What the exercise asks: State how many lines in the records below contain the word "green". Reply with the number alone.

--- Start ---

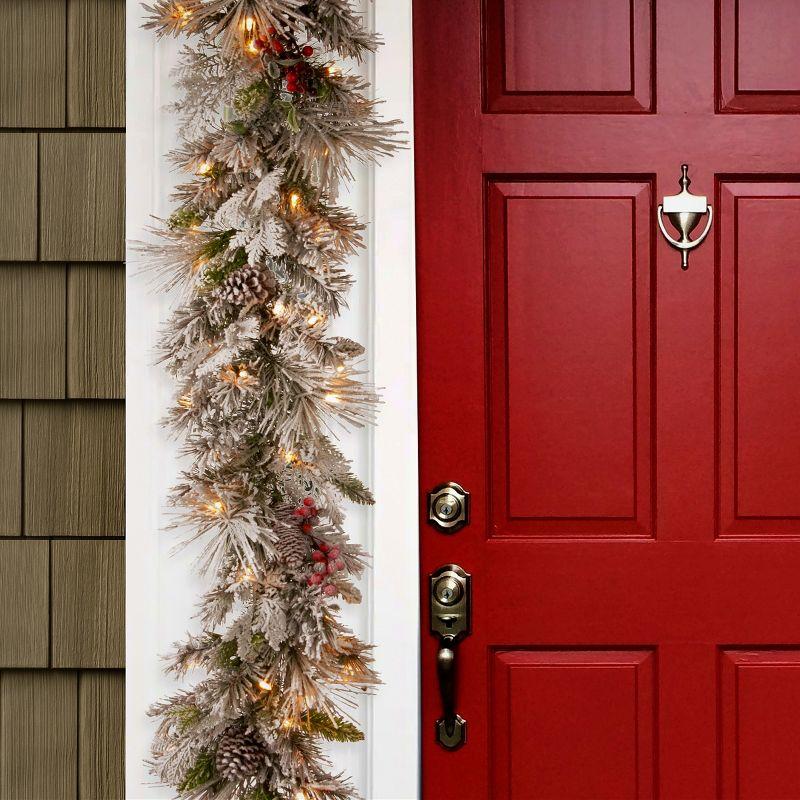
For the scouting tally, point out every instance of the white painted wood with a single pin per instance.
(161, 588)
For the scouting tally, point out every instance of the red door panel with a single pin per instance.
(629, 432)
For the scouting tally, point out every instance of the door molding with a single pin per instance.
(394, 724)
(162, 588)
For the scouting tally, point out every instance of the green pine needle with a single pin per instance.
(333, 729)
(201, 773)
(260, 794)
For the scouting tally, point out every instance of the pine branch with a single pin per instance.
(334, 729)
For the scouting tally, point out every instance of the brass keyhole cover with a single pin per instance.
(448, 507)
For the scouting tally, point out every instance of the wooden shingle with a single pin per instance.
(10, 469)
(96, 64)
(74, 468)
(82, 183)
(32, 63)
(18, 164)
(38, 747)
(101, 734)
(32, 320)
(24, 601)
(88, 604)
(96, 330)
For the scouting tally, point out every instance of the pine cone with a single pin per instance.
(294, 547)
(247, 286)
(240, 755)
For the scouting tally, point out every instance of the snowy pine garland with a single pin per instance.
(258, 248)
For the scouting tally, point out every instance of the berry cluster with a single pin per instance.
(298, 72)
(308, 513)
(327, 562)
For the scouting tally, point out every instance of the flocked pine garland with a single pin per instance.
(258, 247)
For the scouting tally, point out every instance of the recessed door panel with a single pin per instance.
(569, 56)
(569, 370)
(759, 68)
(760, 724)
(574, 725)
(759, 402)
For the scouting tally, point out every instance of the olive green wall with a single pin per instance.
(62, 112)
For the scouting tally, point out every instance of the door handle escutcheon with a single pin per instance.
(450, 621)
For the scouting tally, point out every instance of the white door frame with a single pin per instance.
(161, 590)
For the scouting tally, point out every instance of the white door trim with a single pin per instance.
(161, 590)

--- End ---
--- Start ---

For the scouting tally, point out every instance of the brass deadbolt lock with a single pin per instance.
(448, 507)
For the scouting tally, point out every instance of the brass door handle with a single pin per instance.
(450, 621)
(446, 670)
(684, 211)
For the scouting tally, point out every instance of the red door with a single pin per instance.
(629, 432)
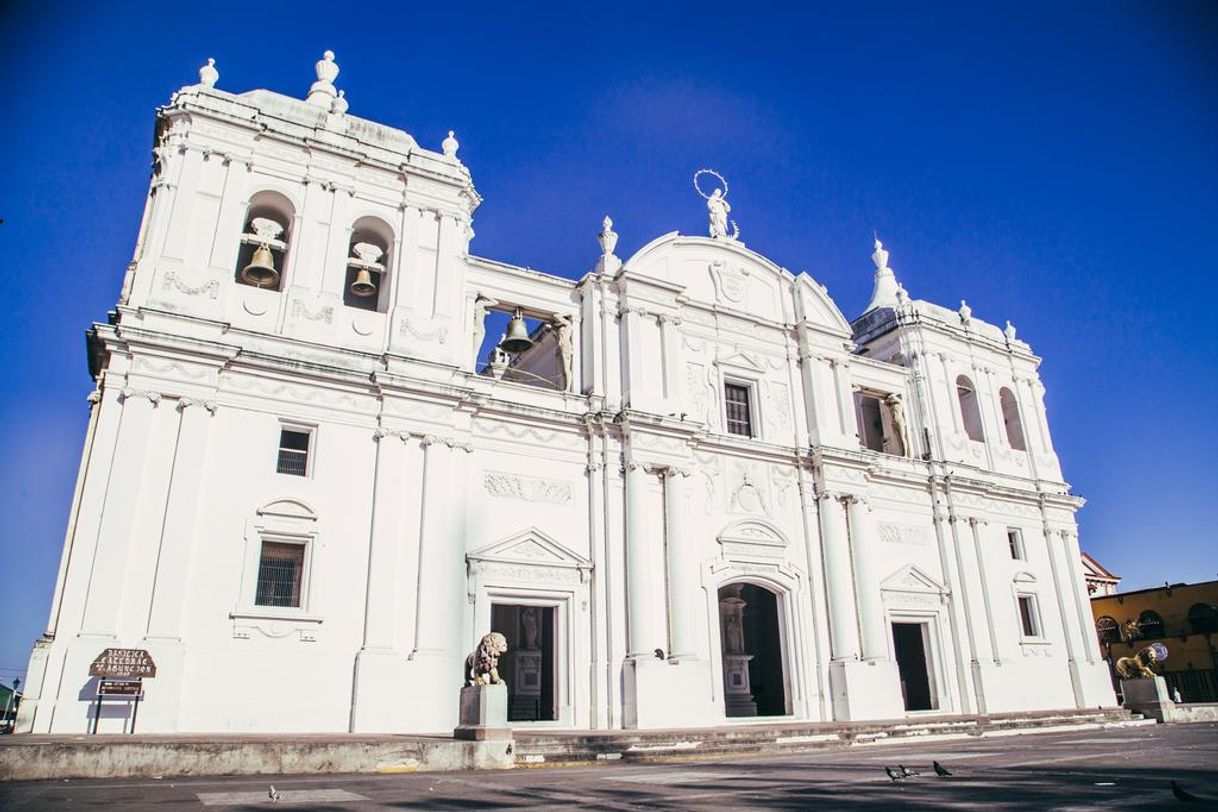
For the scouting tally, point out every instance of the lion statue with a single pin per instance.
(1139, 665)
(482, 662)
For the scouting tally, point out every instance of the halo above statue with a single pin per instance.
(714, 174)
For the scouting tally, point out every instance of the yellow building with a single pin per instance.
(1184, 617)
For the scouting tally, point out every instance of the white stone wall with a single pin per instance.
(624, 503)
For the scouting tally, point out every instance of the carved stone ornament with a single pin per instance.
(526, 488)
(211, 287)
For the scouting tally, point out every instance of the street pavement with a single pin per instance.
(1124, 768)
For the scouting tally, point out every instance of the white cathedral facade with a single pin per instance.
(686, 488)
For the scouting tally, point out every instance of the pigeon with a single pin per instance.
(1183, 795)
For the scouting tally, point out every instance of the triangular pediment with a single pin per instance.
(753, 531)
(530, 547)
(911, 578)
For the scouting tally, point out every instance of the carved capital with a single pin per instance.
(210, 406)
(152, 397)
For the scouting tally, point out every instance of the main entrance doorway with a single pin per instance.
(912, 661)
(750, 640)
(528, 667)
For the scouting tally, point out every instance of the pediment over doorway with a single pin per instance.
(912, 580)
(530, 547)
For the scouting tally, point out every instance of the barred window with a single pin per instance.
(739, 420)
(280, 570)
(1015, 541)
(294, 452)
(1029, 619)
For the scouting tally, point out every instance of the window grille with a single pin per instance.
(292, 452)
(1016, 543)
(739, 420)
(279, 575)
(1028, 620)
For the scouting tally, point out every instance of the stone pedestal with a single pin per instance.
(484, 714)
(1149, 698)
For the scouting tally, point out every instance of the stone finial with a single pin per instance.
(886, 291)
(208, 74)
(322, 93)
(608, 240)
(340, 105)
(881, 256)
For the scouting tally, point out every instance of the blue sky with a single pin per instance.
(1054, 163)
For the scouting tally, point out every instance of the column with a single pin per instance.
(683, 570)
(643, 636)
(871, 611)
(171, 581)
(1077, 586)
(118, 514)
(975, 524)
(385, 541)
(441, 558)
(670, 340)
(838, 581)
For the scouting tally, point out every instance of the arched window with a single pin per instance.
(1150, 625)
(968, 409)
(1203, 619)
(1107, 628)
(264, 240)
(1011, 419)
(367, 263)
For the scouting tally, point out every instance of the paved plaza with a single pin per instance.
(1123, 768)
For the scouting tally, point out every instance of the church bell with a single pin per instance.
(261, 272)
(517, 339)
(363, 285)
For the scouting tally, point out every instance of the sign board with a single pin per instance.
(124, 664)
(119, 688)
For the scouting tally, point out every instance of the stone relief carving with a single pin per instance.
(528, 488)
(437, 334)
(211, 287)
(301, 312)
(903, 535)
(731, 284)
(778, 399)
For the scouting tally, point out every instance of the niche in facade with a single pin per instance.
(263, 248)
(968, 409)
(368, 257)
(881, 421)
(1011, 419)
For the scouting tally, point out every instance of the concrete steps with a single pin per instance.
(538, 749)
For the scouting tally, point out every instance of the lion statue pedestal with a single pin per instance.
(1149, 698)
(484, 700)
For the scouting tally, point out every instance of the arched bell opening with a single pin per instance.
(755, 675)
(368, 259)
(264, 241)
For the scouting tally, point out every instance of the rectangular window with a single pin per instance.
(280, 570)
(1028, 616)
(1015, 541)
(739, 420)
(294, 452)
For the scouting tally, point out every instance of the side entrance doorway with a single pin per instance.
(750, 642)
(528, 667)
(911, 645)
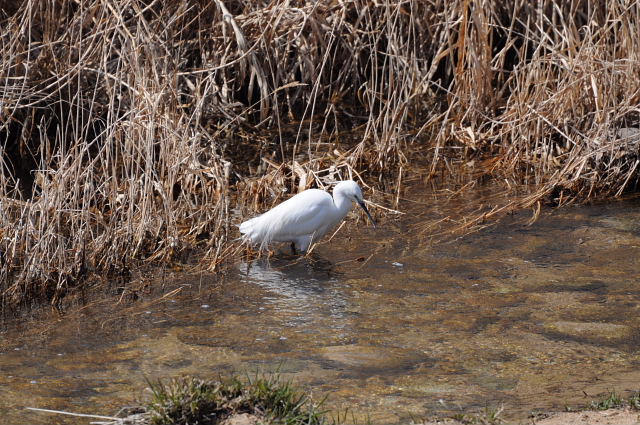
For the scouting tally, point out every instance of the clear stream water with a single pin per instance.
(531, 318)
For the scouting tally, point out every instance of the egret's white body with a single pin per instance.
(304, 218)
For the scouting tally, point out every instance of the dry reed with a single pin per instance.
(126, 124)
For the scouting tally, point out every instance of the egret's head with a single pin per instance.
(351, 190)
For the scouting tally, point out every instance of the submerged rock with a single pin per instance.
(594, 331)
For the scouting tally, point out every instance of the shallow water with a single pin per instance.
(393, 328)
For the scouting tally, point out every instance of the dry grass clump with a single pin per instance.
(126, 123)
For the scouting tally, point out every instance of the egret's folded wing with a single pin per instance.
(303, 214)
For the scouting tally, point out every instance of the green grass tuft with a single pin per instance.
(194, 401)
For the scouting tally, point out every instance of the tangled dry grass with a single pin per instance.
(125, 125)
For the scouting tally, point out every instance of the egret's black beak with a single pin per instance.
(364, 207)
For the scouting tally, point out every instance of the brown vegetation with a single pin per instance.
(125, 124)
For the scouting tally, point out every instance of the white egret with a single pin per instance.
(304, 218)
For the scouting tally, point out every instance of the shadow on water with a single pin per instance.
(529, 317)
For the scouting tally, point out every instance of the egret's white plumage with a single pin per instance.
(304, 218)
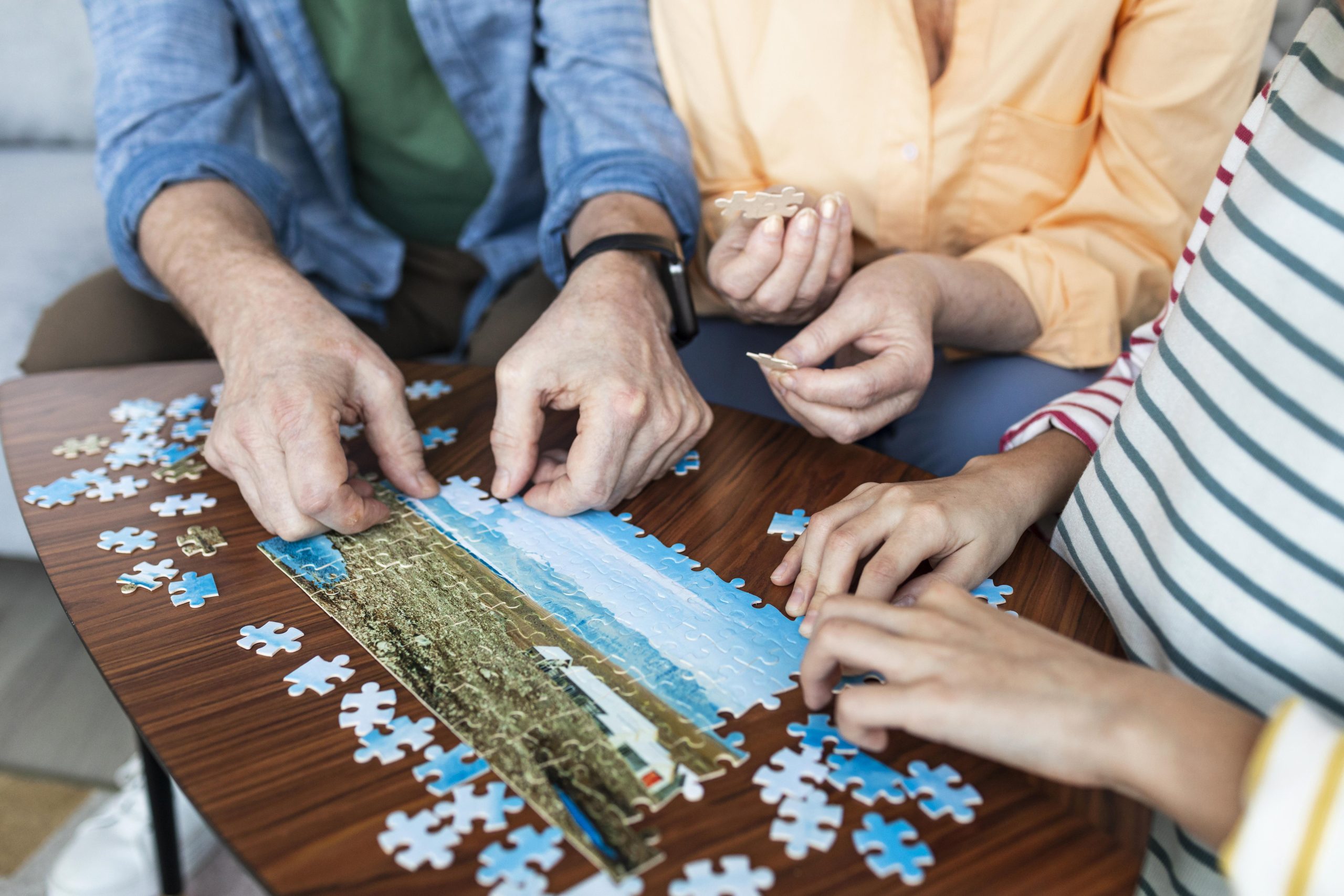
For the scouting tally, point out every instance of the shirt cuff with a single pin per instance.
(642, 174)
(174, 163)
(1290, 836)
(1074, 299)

--- End ---
--- Start ---

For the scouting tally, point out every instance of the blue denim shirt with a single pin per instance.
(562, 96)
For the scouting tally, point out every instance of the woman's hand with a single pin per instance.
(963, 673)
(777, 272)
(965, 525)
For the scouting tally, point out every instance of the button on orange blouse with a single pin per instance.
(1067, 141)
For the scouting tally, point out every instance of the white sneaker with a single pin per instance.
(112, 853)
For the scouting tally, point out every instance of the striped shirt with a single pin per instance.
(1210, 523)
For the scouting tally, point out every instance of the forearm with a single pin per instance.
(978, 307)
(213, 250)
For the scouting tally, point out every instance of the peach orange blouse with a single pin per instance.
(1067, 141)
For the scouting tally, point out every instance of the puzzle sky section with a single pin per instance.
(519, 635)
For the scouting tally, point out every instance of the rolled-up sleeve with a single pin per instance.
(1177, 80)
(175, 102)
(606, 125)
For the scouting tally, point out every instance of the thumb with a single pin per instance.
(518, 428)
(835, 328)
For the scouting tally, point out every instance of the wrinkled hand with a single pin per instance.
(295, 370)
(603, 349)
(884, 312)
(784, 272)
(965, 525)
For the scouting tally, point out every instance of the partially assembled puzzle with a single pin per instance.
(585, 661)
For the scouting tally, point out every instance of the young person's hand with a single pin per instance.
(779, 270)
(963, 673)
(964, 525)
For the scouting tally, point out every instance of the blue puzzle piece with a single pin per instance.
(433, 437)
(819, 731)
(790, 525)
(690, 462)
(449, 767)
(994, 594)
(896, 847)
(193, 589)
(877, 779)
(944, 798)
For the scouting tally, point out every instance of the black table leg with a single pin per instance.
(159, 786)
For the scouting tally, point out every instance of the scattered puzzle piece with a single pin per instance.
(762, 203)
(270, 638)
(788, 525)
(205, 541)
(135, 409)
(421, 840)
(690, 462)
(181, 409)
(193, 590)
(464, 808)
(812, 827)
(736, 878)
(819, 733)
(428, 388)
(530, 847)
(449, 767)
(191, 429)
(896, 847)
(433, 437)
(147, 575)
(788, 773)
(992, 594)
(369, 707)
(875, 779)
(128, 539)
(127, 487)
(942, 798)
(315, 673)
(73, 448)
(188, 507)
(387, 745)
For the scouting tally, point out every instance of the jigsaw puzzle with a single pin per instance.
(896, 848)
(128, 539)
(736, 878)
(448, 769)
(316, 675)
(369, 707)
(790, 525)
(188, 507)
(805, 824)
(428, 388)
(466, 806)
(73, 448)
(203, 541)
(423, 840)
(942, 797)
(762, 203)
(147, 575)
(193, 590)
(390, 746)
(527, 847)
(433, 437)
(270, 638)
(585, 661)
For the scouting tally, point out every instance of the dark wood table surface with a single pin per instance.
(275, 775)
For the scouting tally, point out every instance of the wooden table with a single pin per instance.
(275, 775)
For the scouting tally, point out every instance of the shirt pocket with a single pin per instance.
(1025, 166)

--- End ---

Solved exercise: 3